PROBLEM => Type out the entries below again, character for character.

(Natural language region descriptions)

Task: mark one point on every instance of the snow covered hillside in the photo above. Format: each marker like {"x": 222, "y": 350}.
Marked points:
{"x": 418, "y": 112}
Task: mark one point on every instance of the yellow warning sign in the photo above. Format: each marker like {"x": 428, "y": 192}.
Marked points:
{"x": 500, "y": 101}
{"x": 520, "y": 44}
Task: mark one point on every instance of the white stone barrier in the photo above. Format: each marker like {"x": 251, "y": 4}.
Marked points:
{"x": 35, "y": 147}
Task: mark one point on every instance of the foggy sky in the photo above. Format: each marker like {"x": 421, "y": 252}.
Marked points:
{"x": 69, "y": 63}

SOLUTION BELOW =>
Task: mark one point on every instance of the snow covered hillside in the photo above. Format: each marker like {"x": 222, "y": 350}.
Marked points:
{"x": 418, "y": 112}
Task: mark one point on every instance of the yellow warning sign in the photo above. Format: each marker like {"x": 428, "y": 192}.
Marked points:
{"x": 500, "y": 101}
{"x": 520, "y": 44}
Task: mark one point on every instance of the white stone barrier in the photo above. Format: each marker like {"x": 251, "y": 4}.
Marked points:
{"x": 35, "y": 147}
Task: mark one point on every instance of the foggy sky in the photo above. Format: each marker like {"x": 421, "y": 252}.
Marked points:
{"x": 69, "y": 63}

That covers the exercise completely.